AVAILABLE RECORDS:
────────
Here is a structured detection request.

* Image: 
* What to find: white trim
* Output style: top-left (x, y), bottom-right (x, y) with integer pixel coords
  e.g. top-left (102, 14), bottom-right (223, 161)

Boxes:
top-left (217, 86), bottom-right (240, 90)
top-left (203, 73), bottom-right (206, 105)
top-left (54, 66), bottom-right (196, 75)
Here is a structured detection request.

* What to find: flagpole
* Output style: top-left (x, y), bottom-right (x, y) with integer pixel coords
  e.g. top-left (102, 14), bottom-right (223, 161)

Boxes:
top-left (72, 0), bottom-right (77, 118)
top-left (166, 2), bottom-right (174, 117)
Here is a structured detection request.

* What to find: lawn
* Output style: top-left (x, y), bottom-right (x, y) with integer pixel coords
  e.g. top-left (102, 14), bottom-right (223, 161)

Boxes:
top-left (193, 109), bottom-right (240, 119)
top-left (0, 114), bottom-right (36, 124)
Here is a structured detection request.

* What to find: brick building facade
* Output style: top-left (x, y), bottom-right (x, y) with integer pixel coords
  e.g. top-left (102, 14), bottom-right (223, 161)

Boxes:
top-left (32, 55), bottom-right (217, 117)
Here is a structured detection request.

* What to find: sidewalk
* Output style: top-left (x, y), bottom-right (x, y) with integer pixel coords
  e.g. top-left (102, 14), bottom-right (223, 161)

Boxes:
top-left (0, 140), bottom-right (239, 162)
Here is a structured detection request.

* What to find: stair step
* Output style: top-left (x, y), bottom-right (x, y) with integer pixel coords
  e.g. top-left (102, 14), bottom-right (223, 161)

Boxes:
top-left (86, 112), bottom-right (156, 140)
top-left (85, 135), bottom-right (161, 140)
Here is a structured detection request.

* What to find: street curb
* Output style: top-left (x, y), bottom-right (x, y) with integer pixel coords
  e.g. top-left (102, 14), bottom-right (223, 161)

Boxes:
────────
YOUR GOAL:
Write the listing out again, matching every line exactly.

OUTPUT FOR THIS TASK:
Here is a structured detection request.

* Image: 
* What to find: white trim
* Output style: top-left (x, y), bottom-right (x, y) with integer pixel coords
  e.g. top-left (102, 14), bottom-right (223, 161)

Boxes:
top-left (217, 86), bottom-right (240, 90)
top-left (203, 73), bottom-right (206, 105)
top-left (54, 66), bottom-right (196, 75)
Here is a structured detection request.

* What to find: flagpole
* Output style: top-left (x, y), bottom-right (x, y) with integer pixel coords
  e.g. top-left (102, 14), bottom-right (223, 161)

Boxes:
top-left (72, 0), bottom-right (77, 118)
top-left (166, 2), bottom-right (174, 117)
Here is a structured detection request.

* What to find: lawn
* Output style: top-left (x, y), bottom-right (x, y) with integer pixel coords
  e.g. top-left (102, 14), bottom-right (223, 161)

Boxes:
top-left (193, 109), bottom-right (240, 119)
top-left (0, 114), bottom-right (36, 124)
Here is a structured detection request.

* What to find: brick building facade
* Output style: top-left (x, y), bottom-right (x, y) with integer pixel coords
  e.g. top-left (102, 14), bottom-right (223, 161)

Boxes:
top-left (32, 55), bottom-right (217, 117)
Here is a structured detection request.

* What to find: sidewalk
* Output style: top-left (x, y), bottom-right (x, y) with integer pixel coords
  e.g. top-left (102, 14), bottom-right (223, 161)

Boxes:
top-left (0, 140), bottom-right (239, 162)
Here is a structured detection request.

* What to find: stair step
* Output style: top-left (x, y), bottom-right (x, y) with integer pixel coords
  e.g. top-left (102, 14), bottom-right (223, 161)

Boxes:
top-left (86, 112), bottom-right (156, 140)
top-left (85, 135), bottom-right (161, 140)
Here is a structured detection request.

* What to find: street curb
* Output style: top-left (x, y), bottom-right (x, y) with integer pixel coords
  e.g. top-left (102, 14), bottom-right (223, 161)

Boxes:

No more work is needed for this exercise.